>> START RECORDS FOR THE TASK

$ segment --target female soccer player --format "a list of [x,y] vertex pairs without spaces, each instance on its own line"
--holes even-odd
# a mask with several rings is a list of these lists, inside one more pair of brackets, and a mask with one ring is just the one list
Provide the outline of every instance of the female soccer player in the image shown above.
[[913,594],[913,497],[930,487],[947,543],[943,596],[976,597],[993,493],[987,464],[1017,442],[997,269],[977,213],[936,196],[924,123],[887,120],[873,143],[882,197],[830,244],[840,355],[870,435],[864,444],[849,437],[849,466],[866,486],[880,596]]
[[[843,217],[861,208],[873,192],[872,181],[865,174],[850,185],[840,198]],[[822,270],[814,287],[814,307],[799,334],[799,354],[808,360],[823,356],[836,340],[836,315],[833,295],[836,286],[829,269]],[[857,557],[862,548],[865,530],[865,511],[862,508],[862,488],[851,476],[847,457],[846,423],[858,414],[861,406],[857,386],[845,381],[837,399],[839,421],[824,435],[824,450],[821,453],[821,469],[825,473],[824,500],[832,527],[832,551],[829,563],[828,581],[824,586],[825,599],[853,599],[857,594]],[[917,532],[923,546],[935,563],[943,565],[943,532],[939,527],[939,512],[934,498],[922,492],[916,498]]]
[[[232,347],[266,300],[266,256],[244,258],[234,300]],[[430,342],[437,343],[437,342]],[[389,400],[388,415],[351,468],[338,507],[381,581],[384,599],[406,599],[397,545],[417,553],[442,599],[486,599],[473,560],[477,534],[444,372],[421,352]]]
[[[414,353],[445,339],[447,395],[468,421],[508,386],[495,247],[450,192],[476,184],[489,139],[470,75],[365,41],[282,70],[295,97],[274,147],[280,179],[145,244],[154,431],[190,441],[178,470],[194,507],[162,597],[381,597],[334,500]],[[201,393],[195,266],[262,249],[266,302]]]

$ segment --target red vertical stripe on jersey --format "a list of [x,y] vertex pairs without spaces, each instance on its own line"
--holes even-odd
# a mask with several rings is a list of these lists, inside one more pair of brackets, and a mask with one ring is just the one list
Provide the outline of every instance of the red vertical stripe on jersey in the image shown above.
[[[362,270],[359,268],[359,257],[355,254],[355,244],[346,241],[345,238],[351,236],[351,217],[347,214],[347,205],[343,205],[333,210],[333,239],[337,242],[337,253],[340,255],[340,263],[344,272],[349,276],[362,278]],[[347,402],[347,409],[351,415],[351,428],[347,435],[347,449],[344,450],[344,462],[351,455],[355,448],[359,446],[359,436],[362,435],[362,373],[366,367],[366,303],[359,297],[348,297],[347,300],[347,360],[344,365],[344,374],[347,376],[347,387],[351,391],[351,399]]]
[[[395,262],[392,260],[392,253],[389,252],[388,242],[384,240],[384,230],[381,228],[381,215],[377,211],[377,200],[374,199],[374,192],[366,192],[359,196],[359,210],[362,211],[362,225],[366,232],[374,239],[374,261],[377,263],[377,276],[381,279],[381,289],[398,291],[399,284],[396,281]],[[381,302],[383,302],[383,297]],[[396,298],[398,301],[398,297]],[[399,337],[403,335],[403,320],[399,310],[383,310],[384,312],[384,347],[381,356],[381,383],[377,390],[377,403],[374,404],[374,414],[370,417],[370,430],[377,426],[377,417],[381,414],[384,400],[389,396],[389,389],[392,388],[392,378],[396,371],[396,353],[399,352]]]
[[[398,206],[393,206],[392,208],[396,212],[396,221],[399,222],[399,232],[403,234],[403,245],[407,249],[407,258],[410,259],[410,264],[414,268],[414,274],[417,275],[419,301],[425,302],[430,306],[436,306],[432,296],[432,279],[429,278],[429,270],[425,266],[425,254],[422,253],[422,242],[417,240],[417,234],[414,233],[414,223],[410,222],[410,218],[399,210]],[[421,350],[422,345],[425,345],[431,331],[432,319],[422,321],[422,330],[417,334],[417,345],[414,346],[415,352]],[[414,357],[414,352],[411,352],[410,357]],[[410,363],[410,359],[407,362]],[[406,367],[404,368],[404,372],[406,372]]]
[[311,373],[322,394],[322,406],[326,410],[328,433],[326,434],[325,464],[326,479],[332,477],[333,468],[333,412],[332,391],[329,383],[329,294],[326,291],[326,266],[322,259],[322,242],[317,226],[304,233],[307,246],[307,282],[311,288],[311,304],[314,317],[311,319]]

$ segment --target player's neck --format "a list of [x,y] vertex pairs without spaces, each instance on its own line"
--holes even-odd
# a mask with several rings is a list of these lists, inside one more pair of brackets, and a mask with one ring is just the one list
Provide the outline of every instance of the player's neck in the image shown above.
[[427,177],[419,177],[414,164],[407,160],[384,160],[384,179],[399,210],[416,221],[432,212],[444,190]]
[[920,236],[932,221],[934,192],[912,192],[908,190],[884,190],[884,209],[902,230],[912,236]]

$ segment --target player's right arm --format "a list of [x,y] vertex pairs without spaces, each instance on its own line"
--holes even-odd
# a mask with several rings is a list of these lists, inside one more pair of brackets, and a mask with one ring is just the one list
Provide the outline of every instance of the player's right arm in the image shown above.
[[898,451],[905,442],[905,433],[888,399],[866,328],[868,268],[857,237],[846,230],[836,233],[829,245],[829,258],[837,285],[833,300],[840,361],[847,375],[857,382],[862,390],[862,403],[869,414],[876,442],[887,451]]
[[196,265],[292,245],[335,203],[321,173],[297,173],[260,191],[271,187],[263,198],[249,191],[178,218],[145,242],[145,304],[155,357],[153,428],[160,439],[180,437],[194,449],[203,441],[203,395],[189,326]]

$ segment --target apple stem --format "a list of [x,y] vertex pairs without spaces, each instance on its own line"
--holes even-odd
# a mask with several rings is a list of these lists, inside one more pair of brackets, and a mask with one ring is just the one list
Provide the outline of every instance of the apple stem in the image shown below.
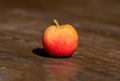
[[58,24],[58,21],[56,19],[53,20],[54,23],[56,24],[57,27],[59,27],[60,25]]

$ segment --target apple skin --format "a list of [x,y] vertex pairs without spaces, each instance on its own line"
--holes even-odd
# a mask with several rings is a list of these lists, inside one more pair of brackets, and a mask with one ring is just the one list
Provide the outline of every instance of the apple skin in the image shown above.
[[53,57],[69,57],[78,46],[78,33],[69,24],[49,26],[42,37],[44,49]]

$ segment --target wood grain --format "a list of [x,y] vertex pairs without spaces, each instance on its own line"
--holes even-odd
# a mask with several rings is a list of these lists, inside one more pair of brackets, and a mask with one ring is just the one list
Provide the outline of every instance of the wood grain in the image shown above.
[[[1,1],[0,81],[120,81],[120,1],[46,1]],[[43,49],[53,18],[78,31],[72,57],[52,58]]]

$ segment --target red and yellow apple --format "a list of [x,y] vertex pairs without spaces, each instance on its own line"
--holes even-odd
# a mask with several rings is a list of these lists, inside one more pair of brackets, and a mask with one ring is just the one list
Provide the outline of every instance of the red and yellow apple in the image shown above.
[[69,24],[59,25],[54,19],[55,25],[45,29],[42,43],[44,49],[53,57],[69,57],[78,46],[78,33]]

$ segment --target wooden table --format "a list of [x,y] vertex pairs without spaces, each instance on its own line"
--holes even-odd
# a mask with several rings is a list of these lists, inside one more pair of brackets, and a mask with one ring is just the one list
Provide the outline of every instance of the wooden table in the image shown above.
[[[78,31],[70,58],[45,55],[54,18]],[[120,1],[0,1],[0,81],[120,81]]]

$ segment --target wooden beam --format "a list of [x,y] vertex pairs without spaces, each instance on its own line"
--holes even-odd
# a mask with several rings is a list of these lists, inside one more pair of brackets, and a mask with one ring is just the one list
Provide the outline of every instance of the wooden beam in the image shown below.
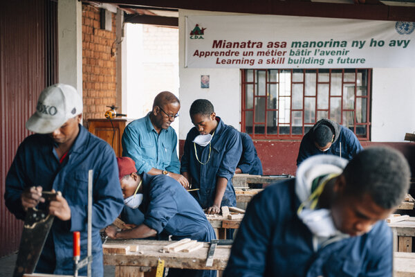
[[134,15],[126,16],[126,23],[139,23],[141,24],[160,25],[165,26],[178,26],[178,17],[159,17],[155,15]]
[[415,21],[415,7],[300,1],[104,0],[103,3],[259,15]]

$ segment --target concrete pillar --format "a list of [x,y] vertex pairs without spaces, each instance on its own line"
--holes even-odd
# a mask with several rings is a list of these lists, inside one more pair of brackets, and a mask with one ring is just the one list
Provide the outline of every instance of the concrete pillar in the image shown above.
[[74,87],[82,96],[82,3],[58,0],[59,82]]
[[[118,112],[127,111],[127,42],[124,39],[124,12],[117,10],[116,25],[116,55],[117,55],[117,105]],[[128,116],[128,114],[127,114]]]

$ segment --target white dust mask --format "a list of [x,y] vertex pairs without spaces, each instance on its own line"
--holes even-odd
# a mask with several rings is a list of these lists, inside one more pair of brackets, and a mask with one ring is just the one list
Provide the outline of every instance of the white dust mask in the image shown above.
[[212,136],[212,136],[210,134],[199,134],[196,138],[194,138],[194,139],[193,140],[193,142],[199,144],[199,145],[201,145],[202,147],[205,147],[205,146],[208,145],[209,144],[209,143],[210,143],[210,141],[212,141]]
[[330,210],[304,208],[298,217],[315,235],[329,238],[337,233]]
[[138,208],[138,206],[141,204],[141,202],[142,202],[142,193],[137,193],[140,186],[141,186],[142,182],[142,180],[141,180],[138,186],[137,186],[137,188],[136,188],[136,191],[134,192],[134,194],[133,195],[124,199],[124,204],[126,206],[130,207],[131,208]]

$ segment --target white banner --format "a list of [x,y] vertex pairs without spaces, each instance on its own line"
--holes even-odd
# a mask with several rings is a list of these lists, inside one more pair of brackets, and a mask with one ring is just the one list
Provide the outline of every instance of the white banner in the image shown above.
[[185,19],[186,67],[415,66],[414,22],[274,15]]

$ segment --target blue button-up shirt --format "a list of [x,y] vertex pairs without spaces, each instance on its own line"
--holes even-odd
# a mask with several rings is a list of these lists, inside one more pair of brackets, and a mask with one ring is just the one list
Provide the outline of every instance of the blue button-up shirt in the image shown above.
[[365,235],[315,251],[313,234],[297,215],[295,181],[270,186],[250,202],[224,277],[392,276],[392,233],[382,220]]
[[249,134],[240,132],[242,142],[242,156],[238,166],[242,173],[262,175],[262,163],[257,154],[254,142]]
[[122,134],[122,156],[134,160],[139,174],[148,172],[151,168],[178,174],[180,161],[176,150],[176,132],[169,127],[158,134],[149,115],[150,113],[135,120],[125,127]]
[[[40,268],[44,273],[73,274],[73,231],[81,232],[81,258],[86,256],[88,171],[92,169],[92,272],[93,276],[102,276],[100,230],[113,222],[124,202],[113,150],[105,141],[79,126],[79,134],[62,163],[50,136],[36,134],[27,137],[19,146],[7,175],[4,198],[9,211],[24,219],[20,196],[24,189],[40,186],[44,190],[53,188],[62,192],[71,208],[71,220],[64,222],[55,218],[37,271]],[[46,260],[46,256],[55,258],[55,264]],[[86,267],[80,274],[86,275]]]
[[219,122],[210,142],[210,148],[209,145],[202,147],[196,145],[199,161],[206,163],[201,164],[196,158],[192,142],[199,134],[196,127],[192,128],[187,134],[181,160],[181,171],[190,173],[192,188],[200,188],[196,193],[192,193],[192,195],[203,208],[213,205],[217,177],[228,179],[221,206],[237,205],[232,177],[242,154],[241,137],[237,129],[225,125],[218,116],[216,118],[219,119]]

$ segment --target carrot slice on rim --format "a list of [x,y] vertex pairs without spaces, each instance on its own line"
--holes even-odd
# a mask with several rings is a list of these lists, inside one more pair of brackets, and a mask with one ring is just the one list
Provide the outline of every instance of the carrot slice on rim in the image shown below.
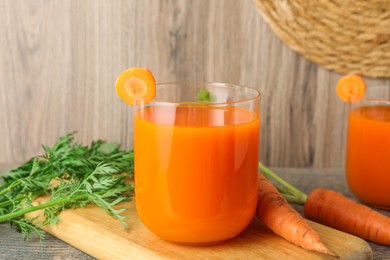
[[337,82],[336,92],[344,102],[358,102],[364,97],[366,83],[359,75],[348,74]]
[[129,105],[135,99],[151,100],[156,96],[156,80],[147,68],[129,68],[118,76],[115,83],[116,93]]

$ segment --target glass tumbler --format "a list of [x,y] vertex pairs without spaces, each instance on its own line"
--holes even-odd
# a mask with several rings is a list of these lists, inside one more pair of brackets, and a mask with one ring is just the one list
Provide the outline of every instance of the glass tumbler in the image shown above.
[[260,93],[223,83],[158,84],[134,111],[135,201],[160,238],[213,244],[257,206]]
[[390,87],[349,104],[346,177],[363,202],[390,209]]

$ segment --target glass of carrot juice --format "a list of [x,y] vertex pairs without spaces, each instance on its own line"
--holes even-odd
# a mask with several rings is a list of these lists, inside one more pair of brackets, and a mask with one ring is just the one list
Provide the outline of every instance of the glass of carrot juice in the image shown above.
[[160,238],[212,244],[257,206],[260,93],[222,83],[158,84],[134,111],[135,201]]
[[390,209],[390,88],[367,87],[349,106],[348,185],[361,201]]

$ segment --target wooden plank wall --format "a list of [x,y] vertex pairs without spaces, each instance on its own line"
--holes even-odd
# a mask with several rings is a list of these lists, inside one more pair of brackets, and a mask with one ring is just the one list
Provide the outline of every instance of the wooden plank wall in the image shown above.
[[251,0],[2,0],[0,10],[0,164],[27,160],[71,131],[85,144],[131,148],[131,109],[114,82],[146,66],[158,82],[260,89],[265,164],[344,165],[340,74],[290,50]]

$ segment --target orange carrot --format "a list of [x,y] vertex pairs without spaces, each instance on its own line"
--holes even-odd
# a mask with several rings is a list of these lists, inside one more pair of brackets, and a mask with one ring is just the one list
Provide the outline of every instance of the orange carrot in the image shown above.
[[304,206],[305,217],[372,242],[390,246],[390,218],[344,195],[323,188],[309,196],[259,164],[261,172],[283,186],[279,188],[289,203]]
[[302,248],[337,257],[321,242],[320,235],[262,174],[258,174],[258,186],[256,216],[269,229]]
[[344,102],[358,102],[366,92],[366,83],[356,74],[348,74],[340,78],[336,85],[336,93]]
[[306,218],[378,244],[390,245],[390,218],[344,195],[313,190],[304,206]]
[[136,99],[151,100],[156,95],[156,80],[147,68],[130,68],[118,76],[116,93],[129,105]]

>> END RECORDS FOR THE TASK

[BRIEF]: Arrange the material as a JSON list of strings, one string per line and blank lines left out. Begin at the line that contains "--target glass tumbler" and stop after the line that contains "Provide the outline of every instance of the glass tumbler".

[RESPONSE BELOW]:
[
  "$ segment --target glass tumbler --format \"a list of [x,y] vertex pairs without spaces, each instance on its own line\"",
  "--holes even-odd",
  "# a mask with several rings is a list of these lists, inside one more pair of brackets, and a mask with one ring is just the one list",
  "Provide the outline of every instance of the glass tumbler in the image shown above."
]